(Problem details): In the passage on the referral to Schlievert, what is he board certified in?

Extract to read below:

1. Referral to Schlievert

Sometime in early January, 2015, Children Services "referred JJ's case" to Schlievert "for investigation pursuant to [a] contract for [his] services entered into by Lucas County." (Doc. 30 at ¶ 78).

Dr. Schlievert is "board certified in general pediatrics and child abuse pediatrics." (Id. at ¶ 9). He is also "the sole physician contracted by Lucas County ... to provide forensic medical consultation services to Lucas County agencies concerning cases of physical abuse and to provide expert testimony in legal proceedings instituted by Lucas County agencies." (Id. ). Schlievert "does not maintain a pediatric practice and does not treat pediatric patients outside of the context of child abuse investigations." (Id. at ¶ 88).

a. Schlievert's Relationship with Lucas County and Its Agencies

Ohio law requires that agencies like Children Services "investigate each report of possible physical abuse [of a child] it receives to determine the circumstances surrounding the injuries, the cause of the injuries, and the person or persons responsible." (Doc. 30 at ¶ 60).

State law also requires that such agencies "prepare a memorandum of understanding" for investigating child-abuse cases. (Id. at ¶ 61).

End of Extract to read.
The data below:

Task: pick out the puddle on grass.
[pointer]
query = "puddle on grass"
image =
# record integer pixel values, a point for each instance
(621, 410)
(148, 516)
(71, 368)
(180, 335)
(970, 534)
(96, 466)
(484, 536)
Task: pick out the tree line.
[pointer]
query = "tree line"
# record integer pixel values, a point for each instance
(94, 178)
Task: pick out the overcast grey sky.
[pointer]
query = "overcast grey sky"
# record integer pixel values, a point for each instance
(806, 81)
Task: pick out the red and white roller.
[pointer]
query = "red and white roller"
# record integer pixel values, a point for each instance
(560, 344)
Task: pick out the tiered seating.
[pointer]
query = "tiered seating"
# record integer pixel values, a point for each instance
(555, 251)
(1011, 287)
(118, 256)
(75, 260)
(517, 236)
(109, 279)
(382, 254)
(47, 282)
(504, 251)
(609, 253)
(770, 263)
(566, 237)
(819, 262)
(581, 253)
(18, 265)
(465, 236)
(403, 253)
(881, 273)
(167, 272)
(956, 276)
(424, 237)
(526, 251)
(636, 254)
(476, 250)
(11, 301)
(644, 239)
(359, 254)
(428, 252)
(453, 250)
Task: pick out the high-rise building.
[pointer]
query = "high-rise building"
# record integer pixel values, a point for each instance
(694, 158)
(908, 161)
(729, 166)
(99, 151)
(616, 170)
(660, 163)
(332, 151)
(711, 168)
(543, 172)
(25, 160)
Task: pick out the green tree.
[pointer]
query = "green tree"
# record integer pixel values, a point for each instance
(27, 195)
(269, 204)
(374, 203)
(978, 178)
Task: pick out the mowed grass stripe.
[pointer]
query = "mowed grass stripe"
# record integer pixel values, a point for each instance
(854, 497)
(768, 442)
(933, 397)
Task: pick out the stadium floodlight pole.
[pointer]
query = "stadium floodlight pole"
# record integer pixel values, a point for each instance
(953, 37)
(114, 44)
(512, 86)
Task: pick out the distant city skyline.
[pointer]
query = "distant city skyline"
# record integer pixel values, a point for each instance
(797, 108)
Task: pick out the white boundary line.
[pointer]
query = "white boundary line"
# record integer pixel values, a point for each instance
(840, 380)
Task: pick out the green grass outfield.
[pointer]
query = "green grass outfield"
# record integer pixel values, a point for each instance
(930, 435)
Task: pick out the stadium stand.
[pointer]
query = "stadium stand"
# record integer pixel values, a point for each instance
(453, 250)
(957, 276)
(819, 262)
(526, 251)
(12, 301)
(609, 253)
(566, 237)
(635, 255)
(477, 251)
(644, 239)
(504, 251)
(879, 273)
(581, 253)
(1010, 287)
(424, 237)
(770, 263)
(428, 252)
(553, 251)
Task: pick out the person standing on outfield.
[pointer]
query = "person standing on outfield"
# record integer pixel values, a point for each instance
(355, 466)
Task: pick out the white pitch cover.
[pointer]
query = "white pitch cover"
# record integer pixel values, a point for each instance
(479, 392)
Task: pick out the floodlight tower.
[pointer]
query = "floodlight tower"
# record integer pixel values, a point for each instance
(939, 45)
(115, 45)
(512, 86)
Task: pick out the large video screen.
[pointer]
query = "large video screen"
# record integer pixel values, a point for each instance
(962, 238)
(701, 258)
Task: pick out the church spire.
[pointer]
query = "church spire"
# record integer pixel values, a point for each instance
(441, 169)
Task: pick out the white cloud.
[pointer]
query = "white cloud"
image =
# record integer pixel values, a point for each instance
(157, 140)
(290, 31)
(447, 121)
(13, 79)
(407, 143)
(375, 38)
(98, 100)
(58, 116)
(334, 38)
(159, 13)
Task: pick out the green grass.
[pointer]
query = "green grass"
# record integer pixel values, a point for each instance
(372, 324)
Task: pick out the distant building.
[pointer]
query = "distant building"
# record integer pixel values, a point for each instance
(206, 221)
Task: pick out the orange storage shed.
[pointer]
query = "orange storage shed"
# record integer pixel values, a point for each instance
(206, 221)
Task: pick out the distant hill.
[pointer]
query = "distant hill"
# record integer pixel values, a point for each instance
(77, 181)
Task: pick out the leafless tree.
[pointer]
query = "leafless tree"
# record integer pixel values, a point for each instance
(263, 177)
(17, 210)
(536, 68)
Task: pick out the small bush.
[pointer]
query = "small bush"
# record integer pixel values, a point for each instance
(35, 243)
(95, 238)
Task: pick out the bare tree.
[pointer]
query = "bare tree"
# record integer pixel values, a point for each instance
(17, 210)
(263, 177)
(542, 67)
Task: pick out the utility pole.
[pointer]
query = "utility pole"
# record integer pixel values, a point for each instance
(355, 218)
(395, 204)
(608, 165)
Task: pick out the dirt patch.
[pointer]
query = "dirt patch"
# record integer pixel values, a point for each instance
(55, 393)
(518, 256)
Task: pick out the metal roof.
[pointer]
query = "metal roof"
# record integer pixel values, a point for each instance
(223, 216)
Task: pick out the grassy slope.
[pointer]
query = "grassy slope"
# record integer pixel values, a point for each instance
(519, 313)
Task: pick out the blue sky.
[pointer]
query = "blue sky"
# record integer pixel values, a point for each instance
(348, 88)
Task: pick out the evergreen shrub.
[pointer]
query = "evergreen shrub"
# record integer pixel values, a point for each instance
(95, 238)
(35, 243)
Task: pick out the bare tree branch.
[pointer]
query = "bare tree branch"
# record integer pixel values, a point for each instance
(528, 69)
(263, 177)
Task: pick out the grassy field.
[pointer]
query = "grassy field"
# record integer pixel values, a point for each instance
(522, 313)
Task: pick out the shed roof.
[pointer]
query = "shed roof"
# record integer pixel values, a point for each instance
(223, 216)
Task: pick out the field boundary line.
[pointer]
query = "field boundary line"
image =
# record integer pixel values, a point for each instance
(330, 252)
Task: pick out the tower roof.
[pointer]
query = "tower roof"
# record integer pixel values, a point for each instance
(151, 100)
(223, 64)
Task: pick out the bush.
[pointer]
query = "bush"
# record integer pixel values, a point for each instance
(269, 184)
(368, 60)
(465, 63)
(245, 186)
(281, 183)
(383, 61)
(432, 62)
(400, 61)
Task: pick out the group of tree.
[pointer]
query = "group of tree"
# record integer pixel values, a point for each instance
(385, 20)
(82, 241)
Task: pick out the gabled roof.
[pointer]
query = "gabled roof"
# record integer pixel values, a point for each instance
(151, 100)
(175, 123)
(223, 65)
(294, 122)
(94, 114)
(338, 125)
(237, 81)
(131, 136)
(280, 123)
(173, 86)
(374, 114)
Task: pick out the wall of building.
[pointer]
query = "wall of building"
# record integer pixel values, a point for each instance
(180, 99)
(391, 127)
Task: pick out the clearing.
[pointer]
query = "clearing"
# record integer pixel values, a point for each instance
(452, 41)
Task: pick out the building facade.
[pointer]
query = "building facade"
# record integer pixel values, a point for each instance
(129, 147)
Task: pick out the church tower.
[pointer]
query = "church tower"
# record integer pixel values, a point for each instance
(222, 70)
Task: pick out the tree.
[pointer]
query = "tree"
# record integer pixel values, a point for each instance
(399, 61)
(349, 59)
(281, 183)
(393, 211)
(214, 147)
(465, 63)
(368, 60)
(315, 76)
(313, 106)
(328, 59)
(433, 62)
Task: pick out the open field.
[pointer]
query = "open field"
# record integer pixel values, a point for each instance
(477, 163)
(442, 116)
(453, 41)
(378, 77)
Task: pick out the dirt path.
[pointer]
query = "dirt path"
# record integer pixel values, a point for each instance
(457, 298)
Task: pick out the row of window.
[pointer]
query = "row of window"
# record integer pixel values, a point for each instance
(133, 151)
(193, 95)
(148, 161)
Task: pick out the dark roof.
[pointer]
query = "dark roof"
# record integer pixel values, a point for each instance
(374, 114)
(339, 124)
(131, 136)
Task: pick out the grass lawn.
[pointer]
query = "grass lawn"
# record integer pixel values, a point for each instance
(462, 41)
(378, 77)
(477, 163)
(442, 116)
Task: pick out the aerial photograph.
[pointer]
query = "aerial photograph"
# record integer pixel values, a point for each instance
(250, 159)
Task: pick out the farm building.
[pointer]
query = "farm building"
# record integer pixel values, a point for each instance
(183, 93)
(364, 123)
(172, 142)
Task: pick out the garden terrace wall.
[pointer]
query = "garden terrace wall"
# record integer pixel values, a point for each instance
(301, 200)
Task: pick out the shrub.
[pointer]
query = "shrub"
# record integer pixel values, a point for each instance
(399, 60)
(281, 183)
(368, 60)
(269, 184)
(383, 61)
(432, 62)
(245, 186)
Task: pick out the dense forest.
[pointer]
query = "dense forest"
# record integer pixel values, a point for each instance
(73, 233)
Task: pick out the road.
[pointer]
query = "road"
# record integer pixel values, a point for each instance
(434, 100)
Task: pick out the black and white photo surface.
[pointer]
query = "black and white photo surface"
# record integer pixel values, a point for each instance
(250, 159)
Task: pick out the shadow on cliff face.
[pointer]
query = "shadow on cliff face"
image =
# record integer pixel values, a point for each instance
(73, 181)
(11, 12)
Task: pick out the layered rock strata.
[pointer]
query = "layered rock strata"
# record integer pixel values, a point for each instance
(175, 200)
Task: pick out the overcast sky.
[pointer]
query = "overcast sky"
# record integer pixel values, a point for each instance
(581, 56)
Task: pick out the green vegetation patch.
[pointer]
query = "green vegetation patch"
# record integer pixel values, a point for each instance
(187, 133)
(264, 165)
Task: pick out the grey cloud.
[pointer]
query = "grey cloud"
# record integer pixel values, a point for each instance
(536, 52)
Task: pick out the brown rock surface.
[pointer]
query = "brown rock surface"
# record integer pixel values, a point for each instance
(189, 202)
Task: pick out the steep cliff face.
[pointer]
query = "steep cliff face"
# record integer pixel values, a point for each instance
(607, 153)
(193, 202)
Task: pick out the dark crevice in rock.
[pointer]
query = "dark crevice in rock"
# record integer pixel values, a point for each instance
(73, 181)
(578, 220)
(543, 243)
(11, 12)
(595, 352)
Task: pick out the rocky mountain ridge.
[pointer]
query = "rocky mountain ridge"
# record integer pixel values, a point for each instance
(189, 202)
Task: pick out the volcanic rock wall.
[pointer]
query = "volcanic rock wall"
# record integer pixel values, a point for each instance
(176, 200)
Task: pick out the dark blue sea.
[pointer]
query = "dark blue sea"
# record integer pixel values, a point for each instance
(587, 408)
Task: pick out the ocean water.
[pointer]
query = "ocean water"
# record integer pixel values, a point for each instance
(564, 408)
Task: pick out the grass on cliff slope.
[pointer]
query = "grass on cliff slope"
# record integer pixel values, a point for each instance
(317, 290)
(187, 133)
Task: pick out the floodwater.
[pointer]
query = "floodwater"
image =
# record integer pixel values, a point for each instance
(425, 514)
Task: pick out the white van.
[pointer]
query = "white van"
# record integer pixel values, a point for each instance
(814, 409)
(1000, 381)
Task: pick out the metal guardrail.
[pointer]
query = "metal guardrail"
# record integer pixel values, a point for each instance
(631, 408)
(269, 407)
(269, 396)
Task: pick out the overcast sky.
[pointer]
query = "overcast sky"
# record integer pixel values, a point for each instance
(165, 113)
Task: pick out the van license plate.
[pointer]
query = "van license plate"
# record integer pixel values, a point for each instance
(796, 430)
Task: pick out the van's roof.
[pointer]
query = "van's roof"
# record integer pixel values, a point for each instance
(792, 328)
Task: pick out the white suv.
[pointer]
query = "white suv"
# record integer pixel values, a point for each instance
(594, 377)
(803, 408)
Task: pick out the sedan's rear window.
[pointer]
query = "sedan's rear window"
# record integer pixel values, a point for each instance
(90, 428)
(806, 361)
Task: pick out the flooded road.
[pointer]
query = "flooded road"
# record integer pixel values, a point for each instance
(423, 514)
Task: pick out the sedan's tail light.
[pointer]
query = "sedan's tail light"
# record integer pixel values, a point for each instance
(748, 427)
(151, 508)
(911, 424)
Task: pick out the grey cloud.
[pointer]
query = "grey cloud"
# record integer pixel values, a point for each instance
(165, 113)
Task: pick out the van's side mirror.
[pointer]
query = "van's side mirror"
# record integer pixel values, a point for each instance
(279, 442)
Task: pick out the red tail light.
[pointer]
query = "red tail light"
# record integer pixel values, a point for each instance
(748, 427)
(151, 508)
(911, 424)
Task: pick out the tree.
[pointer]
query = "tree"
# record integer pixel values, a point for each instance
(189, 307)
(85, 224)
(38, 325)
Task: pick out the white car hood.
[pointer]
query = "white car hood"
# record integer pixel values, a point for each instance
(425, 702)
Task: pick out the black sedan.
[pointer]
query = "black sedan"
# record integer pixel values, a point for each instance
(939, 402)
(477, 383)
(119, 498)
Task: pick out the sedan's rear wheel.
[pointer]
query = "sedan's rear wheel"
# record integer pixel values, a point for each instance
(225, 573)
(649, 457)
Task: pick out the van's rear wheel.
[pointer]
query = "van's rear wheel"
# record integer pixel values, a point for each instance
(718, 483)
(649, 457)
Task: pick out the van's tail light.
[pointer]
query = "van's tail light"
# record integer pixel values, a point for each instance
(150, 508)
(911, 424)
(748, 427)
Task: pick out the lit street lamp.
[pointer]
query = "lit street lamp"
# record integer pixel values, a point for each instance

End of The data.

(Written solution): General pediatrics and child abuse pediatrics.